Daten:
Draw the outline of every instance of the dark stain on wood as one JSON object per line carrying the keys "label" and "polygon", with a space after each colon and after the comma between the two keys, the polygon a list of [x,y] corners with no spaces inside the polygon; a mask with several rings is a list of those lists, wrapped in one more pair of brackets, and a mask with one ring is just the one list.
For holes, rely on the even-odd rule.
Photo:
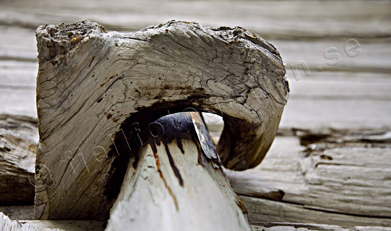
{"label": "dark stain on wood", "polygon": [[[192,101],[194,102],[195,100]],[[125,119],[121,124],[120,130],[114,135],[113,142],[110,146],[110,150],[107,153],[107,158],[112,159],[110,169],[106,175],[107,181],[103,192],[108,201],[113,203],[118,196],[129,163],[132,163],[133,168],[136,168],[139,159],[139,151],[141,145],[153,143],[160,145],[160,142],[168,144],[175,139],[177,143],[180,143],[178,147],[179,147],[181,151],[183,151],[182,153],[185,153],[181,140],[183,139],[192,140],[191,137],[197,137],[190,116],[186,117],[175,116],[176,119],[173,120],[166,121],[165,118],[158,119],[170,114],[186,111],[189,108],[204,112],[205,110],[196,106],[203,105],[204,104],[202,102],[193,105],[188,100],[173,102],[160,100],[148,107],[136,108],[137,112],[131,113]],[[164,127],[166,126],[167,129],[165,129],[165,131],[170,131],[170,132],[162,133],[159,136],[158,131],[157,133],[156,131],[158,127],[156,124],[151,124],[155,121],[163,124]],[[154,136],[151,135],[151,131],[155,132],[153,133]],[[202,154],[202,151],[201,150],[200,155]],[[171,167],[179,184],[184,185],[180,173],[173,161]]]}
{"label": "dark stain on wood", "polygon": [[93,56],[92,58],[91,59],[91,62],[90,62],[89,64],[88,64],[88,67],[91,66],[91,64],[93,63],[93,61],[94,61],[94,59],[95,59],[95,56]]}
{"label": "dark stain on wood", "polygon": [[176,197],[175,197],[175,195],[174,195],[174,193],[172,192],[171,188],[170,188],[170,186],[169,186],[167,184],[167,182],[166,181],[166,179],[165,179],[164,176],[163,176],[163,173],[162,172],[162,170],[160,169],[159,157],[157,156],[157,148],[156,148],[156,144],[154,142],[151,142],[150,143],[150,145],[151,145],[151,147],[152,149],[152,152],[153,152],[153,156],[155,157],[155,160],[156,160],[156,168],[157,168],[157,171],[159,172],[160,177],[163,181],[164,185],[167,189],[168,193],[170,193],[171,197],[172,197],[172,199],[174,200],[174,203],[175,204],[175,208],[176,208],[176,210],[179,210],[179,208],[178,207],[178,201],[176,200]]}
---
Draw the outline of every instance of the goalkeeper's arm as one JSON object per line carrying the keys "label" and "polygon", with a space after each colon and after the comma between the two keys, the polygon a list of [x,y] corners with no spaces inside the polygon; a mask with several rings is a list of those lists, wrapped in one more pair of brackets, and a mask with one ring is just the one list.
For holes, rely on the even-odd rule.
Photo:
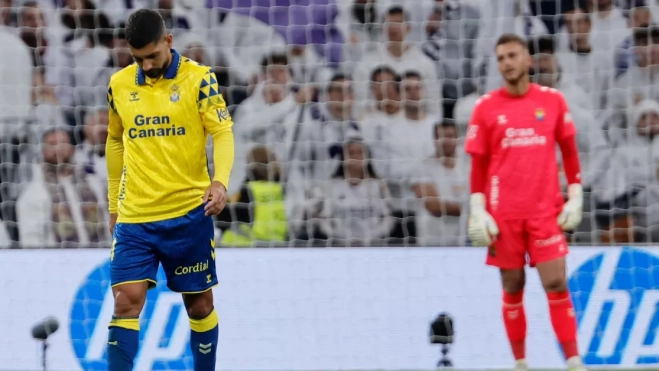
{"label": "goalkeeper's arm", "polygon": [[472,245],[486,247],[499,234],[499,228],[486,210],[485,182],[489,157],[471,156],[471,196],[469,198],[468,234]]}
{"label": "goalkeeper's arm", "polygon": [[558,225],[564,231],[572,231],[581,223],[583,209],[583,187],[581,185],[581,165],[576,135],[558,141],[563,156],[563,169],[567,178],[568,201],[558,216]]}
--
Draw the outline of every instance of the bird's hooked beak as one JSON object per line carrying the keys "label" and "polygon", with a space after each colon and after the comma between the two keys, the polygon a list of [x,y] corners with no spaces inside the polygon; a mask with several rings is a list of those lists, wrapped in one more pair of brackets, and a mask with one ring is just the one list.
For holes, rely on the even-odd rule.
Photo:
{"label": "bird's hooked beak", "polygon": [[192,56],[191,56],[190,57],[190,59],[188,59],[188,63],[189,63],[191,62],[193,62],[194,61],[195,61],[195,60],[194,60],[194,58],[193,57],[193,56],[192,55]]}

Kurzauftrag:
Ermitteln Sie in den Einträgen jede Zeile, die die Zeichenfolge „brackets“ enthält, und übernehmen Sie diese Zeilen unverändert.

Antwort folgt:
Draw the outline of every instance of the dark stain on wood as one JSON object per line carrying the keys "label" and "polygon", with a space after each colon and after the comma between the two keys, the polygon a list of [x,y] corners with no spaces inside the polygon; a mask with several rings is a list of those lists, wrapped in one more pair of brackets, and a mask with one ring is just the one list.
Draw the outline of every instance of the goalkeeper's arm as one JSON object per line carrying the keys "label" and "polygon", with a space after each colon and after the comma between the two keys, the polygon a list of [x,y] corners with no spaces inside the polygon; a mask with several rings is a list of those lists, wrapped in one more pair of brackets, and a mask with one ring is just the one list.
Draw the outline of every instance of the bird's hooked beak as one JSON object per line carrying the keys "label" and "polygon", with a space after each colon and after the comma between the two keys, the polygon a list of [x,y] corners with no spaces inside the polygon; a mask with several rings is a list of those lists, wrapped in one more pair of brackets, and a mask with one ring is just the one list.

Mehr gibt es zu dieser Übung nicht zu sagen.